EXERCISE AIM
Reproduce word for word the lines of the data below, starting with the line that contains "Each instance gets a single point. Label the orange sleeveless" and continuing through the final line of the data.
================
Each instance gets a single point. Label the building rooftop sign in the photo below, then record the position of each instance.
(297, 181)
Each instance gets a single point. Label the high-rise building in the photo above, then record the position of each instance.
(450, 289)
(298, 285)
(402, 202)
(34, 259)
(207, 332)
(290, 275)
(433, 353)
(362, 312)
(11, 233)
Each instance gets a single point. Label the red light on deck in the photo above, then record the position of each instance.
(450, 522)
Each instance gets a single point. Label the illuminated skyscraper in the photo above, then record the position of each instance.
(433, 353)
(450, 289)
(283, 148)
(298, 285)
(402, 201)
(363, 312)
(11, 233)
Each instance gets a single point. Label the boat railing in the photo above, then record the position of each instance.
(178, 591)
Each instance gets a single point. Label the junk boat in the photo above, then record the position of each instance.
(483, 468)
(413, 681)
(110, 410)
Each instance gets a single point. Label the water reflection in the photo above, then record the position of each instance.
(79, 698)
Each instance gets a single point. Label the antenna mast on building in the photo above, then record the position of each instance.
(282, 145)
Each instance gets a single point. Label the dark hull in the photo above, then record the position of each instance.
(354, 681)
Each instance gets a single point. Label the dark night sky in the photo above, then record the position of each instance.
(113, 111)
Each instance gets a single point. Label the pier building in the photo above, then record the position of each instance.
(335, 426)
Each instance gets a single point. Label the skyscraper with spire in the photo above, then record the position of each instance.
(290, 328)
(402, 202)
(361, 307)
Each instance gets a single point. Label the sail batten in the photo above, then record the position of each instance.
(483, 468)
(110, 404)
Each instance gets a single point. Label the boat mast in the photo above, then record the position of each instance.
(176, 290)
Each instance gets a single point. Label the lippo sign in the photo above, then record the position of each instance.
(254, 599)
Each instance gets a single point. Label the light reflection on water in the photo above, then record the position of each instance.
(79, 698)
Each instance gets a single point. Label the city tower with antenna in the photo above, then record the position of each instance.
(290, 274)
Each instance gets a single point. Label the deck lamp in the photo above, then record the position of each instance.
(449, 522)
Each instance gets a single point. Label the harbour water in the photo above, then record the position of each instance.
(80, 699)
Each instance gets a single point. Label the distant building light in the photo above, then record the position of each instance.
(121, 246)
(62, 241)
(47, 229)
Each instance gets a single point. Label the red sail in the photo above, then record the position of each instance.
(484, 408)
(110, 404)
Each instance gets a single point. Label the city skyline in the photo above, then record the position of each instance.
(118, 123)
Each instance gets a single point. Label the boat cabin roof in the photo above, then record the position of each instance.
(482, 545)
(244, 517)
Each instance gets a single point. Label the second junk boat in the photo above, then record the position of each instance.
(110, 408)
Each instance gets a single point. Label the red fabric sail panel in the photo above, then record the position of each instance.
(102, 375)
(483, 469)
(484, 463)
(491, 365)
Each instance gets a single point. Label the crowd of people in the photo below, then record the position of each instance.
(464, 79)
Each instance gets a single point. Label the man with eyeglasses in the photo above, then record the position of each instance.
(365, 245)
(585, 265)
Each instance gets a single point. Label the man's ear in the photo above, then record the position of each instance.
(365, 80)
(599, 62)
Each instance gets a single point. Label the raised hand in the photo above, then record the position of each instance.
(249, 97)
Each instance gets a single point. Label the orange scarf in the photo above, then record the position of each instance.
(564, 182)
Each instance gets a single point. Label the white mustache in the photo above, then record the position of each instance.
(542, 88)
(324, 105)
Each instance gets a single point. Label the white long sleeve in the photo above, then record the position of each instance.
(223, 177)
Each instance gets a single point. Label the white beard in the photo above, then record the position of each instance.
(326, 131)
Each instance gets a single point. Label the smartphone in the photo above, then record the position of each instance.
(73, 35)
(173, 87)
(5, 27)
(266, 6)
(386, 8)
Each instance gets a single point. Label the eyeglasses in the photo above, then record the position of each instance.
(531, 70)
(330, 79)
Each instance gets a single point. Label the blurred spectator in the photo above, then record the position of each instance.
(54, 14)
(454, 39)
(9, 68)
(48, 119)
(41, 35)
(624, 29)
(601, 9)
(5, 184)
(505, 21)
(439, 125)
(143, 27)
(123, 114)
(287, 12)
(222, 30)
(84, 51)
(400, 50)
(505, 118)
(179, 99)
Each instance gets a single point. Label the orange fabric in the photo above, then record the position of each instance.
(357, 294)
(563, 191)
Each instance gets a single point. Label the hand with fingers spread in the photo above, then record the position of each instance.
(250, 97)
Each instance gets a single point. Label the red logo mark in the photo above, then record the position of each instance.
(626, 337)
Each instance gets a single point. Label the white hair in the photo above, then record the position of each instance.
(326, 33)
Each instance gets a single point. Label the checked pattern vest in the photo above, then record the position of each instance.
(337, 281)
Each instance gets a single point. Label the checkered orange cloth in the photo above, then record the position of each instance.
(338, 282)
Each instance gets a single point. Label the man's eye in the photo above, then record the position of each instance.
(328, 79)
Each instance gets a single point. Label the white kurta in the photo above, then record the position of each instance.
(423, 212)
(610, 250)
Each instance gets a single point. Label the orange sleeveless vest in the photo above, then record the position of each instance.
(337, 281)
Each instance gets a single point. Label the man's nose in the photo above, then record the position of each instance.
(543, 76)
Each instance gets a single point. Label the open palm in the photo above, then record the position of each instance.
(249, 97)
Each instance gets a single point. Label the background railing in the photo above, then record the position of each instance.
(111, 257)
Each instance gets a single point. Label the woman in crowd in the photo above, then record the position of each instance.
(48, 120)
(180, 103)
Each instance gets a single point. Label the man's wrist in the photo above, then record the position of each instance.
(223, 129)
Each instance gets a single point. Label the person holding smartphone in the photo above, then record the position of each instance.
================
TASK SOLUTION
Each instance gets a single point. Label the orange sleeveless vest in the photo above, then record the position of each instance.
(337, 281)
Each instance gets a single point. Label the man's nose in the photo above, then record the position of each instance.
(543, 76)
Each instance gets a single point. Label the open palm in the photo above, then record the position of each instance.
(249, 97)
Each instance gets a single point. Label the background railing in the photo above, then record the position of each instance.
(111, 257)
Each instance gets a single point. Label the woman in crowd in the photo above, then record the position of each instance.
(48, 120)
(180, 103)
Each instance gets a single point. Label the man's wrist in the photo above, then record the position of each instance.
(223, 129)
Each instance gets a single point. Label the person holding smartphone in the photo above, then record the position of each instance.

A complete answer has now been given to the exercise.